• **Exercise objective**: Which lines of the data below contain the string "tree"? Extract each one in full.

── Records shown

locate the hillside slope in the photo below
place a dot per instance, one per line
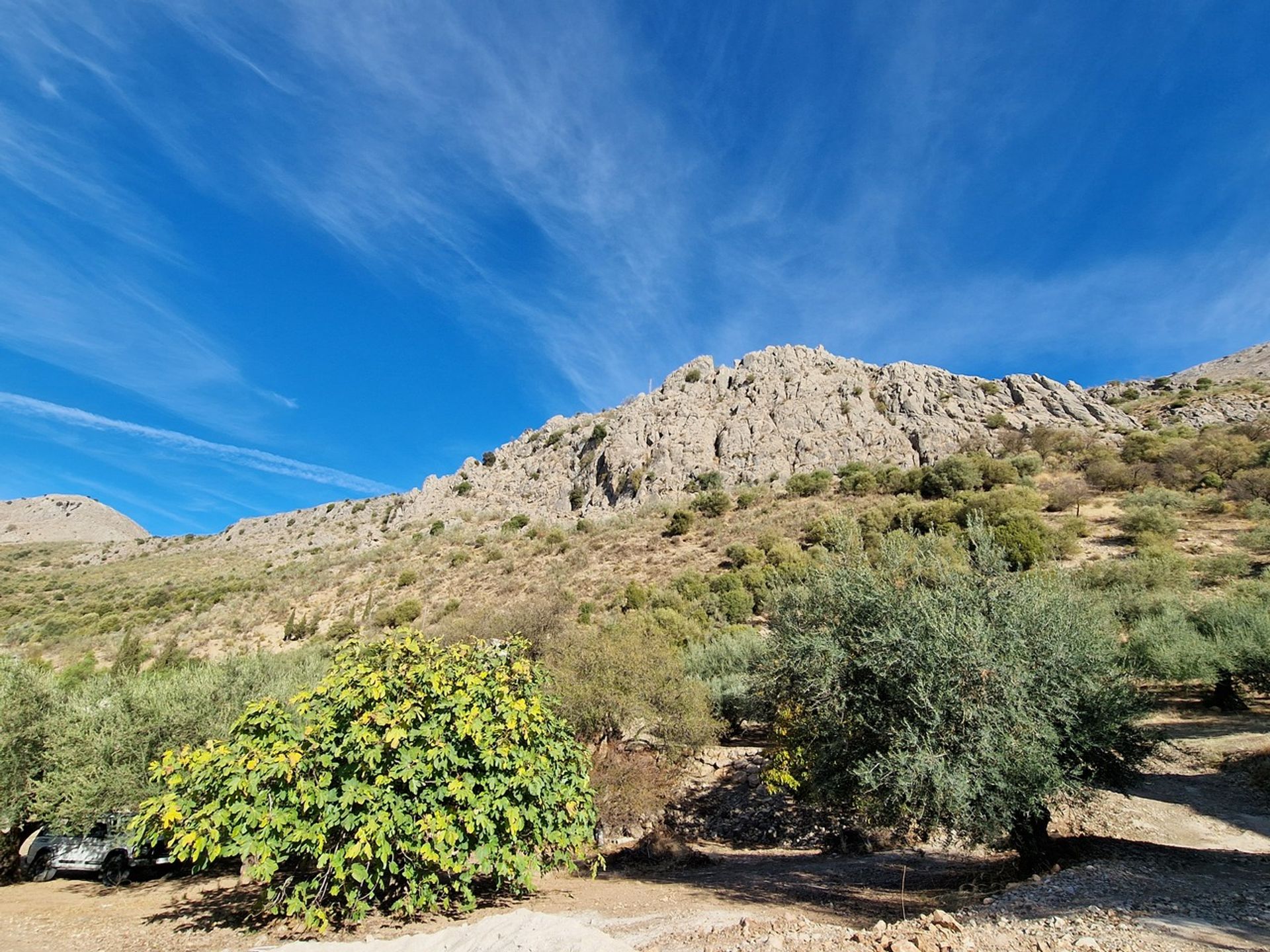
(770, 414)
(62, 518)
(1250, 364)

────
── Records shown

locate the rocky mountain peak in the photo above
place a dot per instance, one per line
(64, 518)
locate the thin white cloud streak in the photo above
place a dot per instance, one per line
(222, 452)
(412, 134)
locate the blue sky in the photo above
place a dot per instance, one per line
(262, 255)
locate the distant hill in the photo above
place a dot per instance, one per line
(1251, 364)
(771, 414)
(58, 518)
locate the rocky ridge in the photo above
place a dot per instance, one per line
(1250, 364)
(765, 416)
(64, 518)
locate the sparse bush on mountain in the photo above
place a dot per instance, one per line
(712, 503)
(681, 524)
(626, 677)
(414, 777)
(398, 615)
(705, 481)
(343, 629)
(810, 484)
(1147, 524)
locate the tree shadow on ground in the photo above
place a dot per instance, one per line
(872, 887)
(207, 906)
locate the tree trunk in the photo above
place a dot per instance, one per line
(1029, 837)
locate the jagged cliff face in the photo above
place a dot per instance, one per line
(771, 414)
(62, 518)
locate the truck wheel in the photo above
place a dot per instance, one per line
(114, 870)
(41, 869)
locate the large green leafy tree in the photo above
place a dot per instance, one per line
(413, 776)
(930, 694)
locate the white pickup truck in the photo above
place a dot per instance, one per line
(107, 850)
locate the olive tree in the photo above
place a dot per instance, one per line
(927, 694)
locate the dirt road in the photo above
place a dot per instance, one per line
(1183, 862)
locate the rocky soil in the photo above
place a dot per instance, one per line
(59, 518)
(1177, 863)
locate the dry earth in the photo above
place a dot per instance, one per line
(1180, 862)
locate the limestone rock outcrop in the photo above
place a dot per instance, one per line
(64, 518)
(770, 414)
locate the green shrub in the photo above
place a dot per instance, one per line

────
── Records shown

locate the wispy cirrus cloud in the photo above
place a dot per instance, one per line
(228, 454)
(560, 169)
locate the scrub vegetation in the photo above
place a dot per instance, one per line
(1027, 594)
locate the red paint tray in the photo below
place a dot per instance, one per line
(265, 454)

────

• **Response**:
locate the tree shadow on ground in the photo above
locate the tree trunk in the photo above
locate the large green leafy tree in the photo above
locate the olive tree in the photo above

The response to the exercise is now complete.